====== Passage
The basic RePurpose function and its application to a deep neural network with weights and biases $\{\bm{W}^{(l)},\bm{b}^{(l)}\}$ are summarized in Algorithms 1 and 2, respectively. In Alg. 2, $n_{k}^{(l)}$ is the number of neurons in layer $l$ being assigned to worker $k$ , and $\mathcal{H}_{\bm{E}}(\cdot)$ is the (modified) element-wise hard-thresholding operator, defined as

\bm{Y}=\mathcal{H}_{\bm{E}}(\bm{X}):\quad Y_{ij}=\left\{\begin{array}[]{ll}0&\textup{if }|X_{ij}|^{2}\leq E_{ij}\\ X_{ij}&\textup{o.w.}\end{array}\right.

(8)

Input: $\{\bm{W}^{(l)}\}_{{}_{l}}$ , $\{\bm{b}^{(l)}\}_{{}_{l}}$ , $\{n_{k}^{(l)}\}_{{}_{k,l}}$ , $\eta_{1}$ , $\eta_{2}$ Output: $\{\bm{\Pi}^{(l)}\}_{l}$ , $\{\widehat{\bm{W}}^{(l)}\}_{l}$ , $\{\widehat{\bm{b}}^{(l)}\}_{l}$ $\bm{E}=\eta_{1}+\eta_{2}\bm{M}$ $\bm{\Pi}^{(0)}\leftarrow\bm{I}$ for layers $l=1,\ldots,L$ do $\bm{T}\leftarrow\bm{\Pi}^{(l-1)}\bm{W}^{(l)}$ $\bm{\Pi}^{(l)}\leftarrow\textsc{RePurpose}(\bm{T},\{n_{k}^{(l)}\}_{{}_{k}},\eta_{1},\eta_{2})$ $\widehat{\bm{W}}^{(l)}\leftarrow\mathcal{H}_{\bm{E}}\big{(}\bm{T}(\bm{\Pi}^{(l)})^{\mathsf{T}}\big{)}$ $\widehat{\bm{b}}^{(l)}\leftarrow\bm{\Pi}^{(l)}\bm{b}^{(l)}$ Algorithm 2 Applying RePurpose to Deep Neural Networks

Recall that when applying RePurpose to layers of a neural network, permuting neurons of layer $l$ with matrix $\bm{\Pi}$ changes the signal of that layer by $\widehat{\bm{y}}^{(l)}=\bm{\Pi y}^{(l)}$ and affects the weight matrix of that layer by $\bm{W}^{(l)}\bm{\Pi}^{\mathsf{T}}$ . As a result, $\widehat{\bm{x}}^{(l+1)}=\bm{\Pi x}^{(l+1)}$ and to have the same signal at the next layer, $\bm{y}^{(l+1)}$ , the weight matrix of layer $l+1$ should be modified as $\bm{\Pi W}^{(l+1)}$ . Line 2 of Alg. 2 accounts for these adjustments.

Appendix C Performance Guarantee of RePurpose

\bm{y}^{(l)}=(\bm{W}^{(l)})^{\mathsf{T}}\bm{x}^{(l)}+\bm{b}^{(l)},\quad\quad\bm{x}^{(l+1)}=\sigma(\bm{y}^{(l)}),

(9)
============
====== Given data
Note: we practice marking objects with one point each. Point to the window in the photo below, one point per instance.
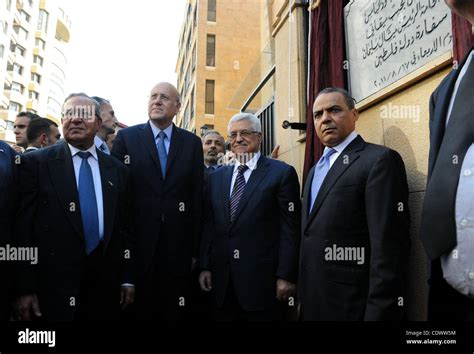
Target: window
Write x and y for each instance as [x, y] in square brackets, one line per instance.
============
** Stated problem A **
From the RePurpose passage, list every input that Algorithm 2 takes.
** Stated problem B **
Answer these from the RePurpose passage:
(i) Which algorithms summarize the basic RePurpose function and its application to a deep neural network?
(ii) What does n_k^(l) stand for in Alg. 2?
(iii) What is the title of Appendix C?
** Stated problem C **
Decide whether each statement agrees with the RePurpose passage. Give yes or no, and quote the words that settle it.
(i) Algorithm 1 summarizes how RePurpose is applied to a deep neural network.
(ii) The adjustments to the weight matrices are made in Line 2 of Alg. 2.
(iii) The hard-thresholding operator works element-wise.
Base every answer on the RePurpose passage alone.

** Full output A **
- the weight matrices W^(l) for each layer l
- the bias vectors b^(l) for each layer l
- the counts n_k^(l) for each worker k and layer l
- η₁
- η₂

** Full output B **
(i) Algorithms 1 and 2, respectively.
(ii) The number of neurons in layer l being assigned to worker k.
(iii) Performance Guarantee of RePurpose.

** Full output C **
(i) No: "are summarized in Algorithms 1 and 2, respectively"
(ii) Yes: "Line 2 of Alg. 2 accounts for these adjustments."
(iii) Yes: "the (modified) element-wise hard-thresholding operator"